Belge bölümü.
• • • • • • •
Paylaş
Ama biz ailece karantinadayız.
Hikayemiz yaklaşık 2 hafta önce başladı.
Oğlum Lorenzo Deniz gece yarısı geldi, su istedi ve olanlar oldu.
Sabaha kadar çıkardı, ishal. Sabah olduğunda ilk iş hızlı Covid testi yaptırdık.
Negatif, yaşasın!
İlk günden sonra rahatsızlığı azaldı, keyfi de yerindeydi.
Üçüncü gün okula gidebilecek duruma gelmişti ama dinlensin dedik.
Yönetmeliğe göre 3 gün devamsızlık yapan çocuklar okula Covid testi yaptırıp negatif raporuyla dönebiliyor.
Covid test merkezinden randevu aldık, güle oynaya gittik. Günlerden cumartesiydi, yan mahallede hafta sonu açık olan çiftçi pazarına gitsek mi gitmesek derken tembellik ağır bastı. Pazar sabahı erkenden telefon, sonuç pozitif.
Sonrasında arayan arayana.
İl sağlık, bölge sağlık, okulun Covid sorumlusu...
• • • • • • •
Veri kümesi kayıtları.
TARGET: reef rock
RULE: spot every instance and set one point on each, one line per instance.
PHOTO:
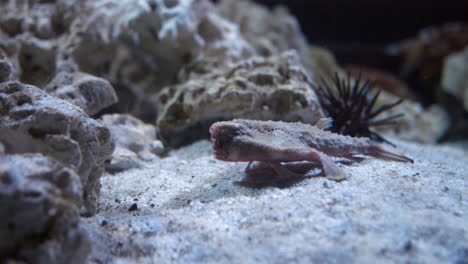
(270, 32)
(140, 46)
(39, 204)
(5, 67)
(275, 88)
(89, 92)
(136, 142)
(455, 76)
(417, 124)
(32, 121)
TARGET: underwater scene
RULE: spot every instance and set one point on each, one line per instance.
(233, 131)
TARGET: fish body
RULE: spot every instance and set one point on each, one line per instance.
(276, 142)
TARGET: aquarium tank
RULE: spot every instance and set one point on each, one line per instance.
(233, 131)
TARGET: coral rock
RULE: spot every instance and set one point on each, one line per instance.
(5, 67)
(135, 142)
(276, 88)
(31, 121)
(90, 93)
(270, 32)
(39, 204)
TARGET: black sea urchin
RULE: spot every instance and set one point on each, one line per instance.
(351, 107)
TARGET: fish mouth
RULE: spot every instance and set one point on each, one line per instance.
(215, 131)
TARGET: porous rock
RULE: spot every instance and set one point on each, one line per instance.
(140, 46)
(89, 92)
(39, 204)
(270, 31)
(5, 67)
(275, 88)
(136, 142)
(455, 76)
(31, 121)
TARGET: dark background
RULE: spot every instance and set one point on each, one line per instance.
(370, 20)
(357, 31)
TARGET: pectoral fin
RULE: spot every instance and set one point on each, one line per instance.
(330, 168)
(324, 123)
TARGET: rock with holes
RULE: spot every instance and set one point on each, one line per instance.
(136, 142)
(140, 46)
(32, 121)
(275, 88)
(270, 31)
(5, 67)
(89, 92)
(39, 204)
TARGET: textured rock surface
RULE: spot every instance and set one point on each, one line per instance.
(39, 204)
(31, 121)
(140, 46)
(89, 92)
(5, 67)
(270, 32)
(455, 76)
(194, 209)
(258, 88)
(136, 142)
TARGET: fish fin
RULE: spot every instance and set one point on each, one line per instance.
(384, 152)
(324, 123)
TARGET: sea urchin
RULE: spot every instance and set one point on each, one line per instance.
(351, 107)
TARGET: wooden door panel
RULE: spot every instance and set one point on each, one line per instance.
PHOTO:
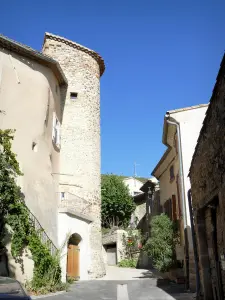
(73, 260)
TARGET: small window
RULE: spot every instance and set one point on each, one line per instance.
(172, 173)
(137, 193)
(56, 131)
(73, 96)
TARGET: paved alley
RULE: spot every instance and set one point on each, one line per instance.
(125, 284)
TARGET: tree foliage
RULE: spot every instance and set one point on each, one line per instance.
(160, 245)
(14, 212)
(117, 204)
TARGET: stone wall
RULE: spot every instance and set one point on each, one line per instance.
(80, 134)
(207, 184)
(116, 238)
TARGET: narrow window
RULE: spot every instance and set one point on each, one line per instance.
(56, 131)
(73, 96)
(47, 110)
(172, 173)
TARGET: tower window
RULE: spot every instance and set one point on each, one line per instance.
(73, 96)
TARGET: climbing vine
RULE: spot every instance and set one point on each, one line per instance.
(15, 215)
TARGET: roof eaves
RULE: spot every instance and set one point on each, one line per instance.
(160, 162)
(186, 108)
(92, 53)
(24, 50)
(207, 113)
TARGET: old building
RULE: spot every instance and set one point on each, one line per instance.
(80, 180)
(31, 102)
(172, 173)
(52, 99)
(208, 190)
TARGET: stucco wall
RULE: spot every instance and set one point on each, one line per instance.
(80, 150)
(25, 105)
(190, 126)
(167, 187)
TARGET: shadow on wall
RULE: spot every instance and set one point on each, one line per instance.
(177, 291)
(144, 261)
(6, 268)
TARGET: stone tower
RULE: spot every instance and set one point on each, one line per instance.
(80, 176)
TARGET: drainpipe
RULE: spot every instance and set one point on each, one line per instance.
(194, 246)
(175, 123)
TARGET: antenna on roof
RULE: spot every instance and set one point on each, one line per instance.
(135, 171)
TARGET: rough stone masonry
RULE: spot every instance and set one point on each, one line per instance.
(80, 133)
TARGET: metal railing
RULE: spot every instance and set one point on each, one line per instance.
(41, 233)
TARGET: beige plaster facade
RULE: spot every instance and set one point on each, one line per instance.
(29, 98)
(173, 173)
(54, 105)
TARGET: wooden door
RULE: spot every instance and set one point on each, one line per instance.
(216, 275)
(111, 256)
(73, 262)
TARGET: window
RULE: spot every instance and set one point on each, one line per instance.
(172, 173)
(137, 193)
(56, 131)
(63, 196)
(73, 96)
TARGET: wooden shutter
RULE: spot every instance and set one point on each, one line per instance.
(174, 207)
(178, 196)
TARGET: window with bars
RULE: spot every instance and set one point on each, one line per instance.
(172, 176)
(56, 131)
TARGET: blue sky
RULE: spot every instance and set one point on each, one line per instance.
(159, 55)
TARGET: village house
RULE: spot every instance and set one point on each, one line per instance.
(208, 195)
(180, 133)
(52, 99)
(145, 194)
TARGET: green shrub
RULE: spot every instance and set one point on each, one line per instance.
(117, 204)
(14, 215)
(160, 245)
(128, 263)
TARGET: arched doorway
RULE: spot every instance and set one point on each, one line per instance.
(73, 257)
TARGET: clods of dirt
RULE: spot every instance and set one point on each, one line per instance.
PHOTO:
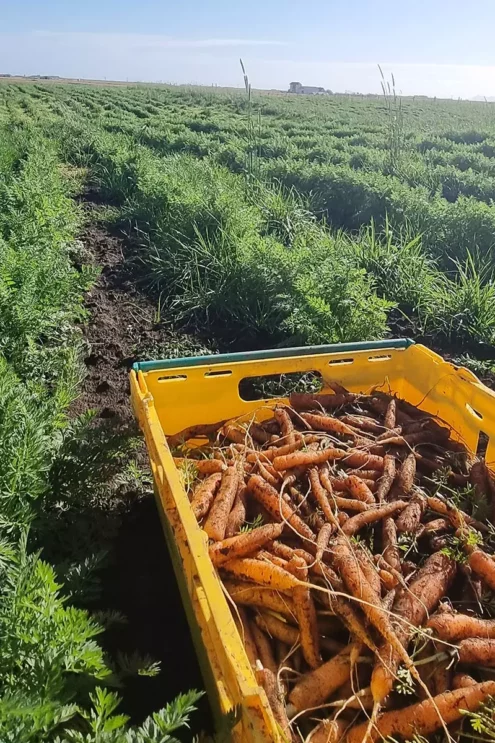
(138, 581)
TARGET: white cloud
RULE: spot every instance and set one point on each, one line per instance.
(269, 63)
(158, 41)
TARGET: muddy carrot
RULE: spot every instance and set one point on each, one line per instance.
(328, 731)
(262, 573)
(318, 685)
(307, 401)
(243, 544)
(276, 506)
(307, 458)
(268, 680)
(391, 552)
(424, 718)
(298, 567)
(322, 540)
(266, 474)
(348, 504)
(479, 651)
(452, 627)
(358, 489)
(483, 565)
(405, 480)
(321, 497)
(203, 466)
(204, 495)
(247, 594)
(410, 518)
(372, 515)
(364, 423)
(286, 426)
(386, 481)
(328, 424)
(365, 474)
(264, 648)
(308, 625)
(216, 522)
(413, 605)
(390, 414)
(277, 629)
(462, 681)
(237, 516)
(339, 484)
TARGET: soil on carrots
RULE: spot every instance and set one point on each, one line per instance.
(138, 580)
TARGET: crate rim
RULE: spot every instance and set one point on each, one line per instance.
(272, 353)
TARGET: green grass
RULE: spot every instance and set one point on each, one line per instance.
(253, 220)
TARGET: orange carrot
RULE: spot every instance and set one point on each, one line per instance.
(216, 522)
(318, 685)
(306, 458)
(365, 474)
(363, 422)
(262, 573)
(237, 516)
(391, 552)
(274, 451)
(244, 629)
(328, 731)
(243, 544)
(286, 426)
(264, 648)
(246, 594)
(483, 565)
(405, 481)
(452, 627)
(390, 415)
(387, 478)
(339, 484)
(410, 518)
(477, 650)
(322, 540)
(328, 424)
(424, 718)
(358, 489)
(268, 680)
(203, 466)
(308, 625)
(348, 504)
(277, 629)
(462, 680)
(371, 515)
(307, 401)
(204, 495)
(276, 506)
(321, 497)
(357, 458)
(413, 604)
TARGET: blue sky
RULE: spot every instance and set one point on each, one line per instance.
(440, 47)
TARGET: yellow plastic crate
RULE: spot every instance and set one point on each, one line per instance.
(171, 395)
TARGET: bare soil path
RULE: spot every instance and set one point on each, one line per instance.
(139, 581)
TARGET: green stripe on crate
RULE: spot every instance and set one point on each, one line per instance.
(274, 353)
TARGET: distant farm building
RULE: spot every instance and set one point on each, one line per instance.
(306, 89)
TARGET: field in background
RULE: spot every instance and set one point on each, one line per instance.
(223, 220)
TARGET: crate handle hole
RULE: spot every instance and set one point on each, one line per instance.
(219, 373)
(270, 386)
(474, 412)
(173, 378)
(482, 446)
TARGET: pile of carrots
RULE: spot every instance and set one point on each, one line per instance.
(353, 537)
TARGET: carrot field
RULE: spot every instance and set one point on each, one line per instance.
(149, 222)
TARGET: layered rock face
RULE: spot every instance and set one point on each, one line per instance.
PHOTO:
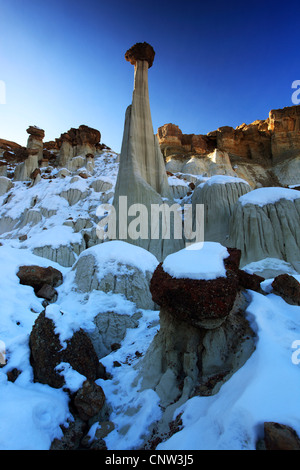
• • • • • • •
Bilgilerden yararlanarak.
A: Belge bölümüne göre aşağıdaki soruları cevaplayın.
(i) Oğlun adı nedir?
(ii) Sabah olduğunda ilk iş hangi test yaptırıldı?
(iii) Yönetmeliğe göre 3 gün devamsızlık yapan çocuklar okula hangi koşulla dönebiliyor?
B: Belge bölümünde pozitif sonuçtan sonra arayanlar olarak sayılanların tamamını listeleyin.

Sırayla cevaplar.
A:
(i) Lorenzo Deniz.
(ii) Hızlı Covid testi.
(iii) Covid testi yaptırıp negatif raporuyla.

B: İl sağlık, bölge sağlık, okulun Covid sorumlusu.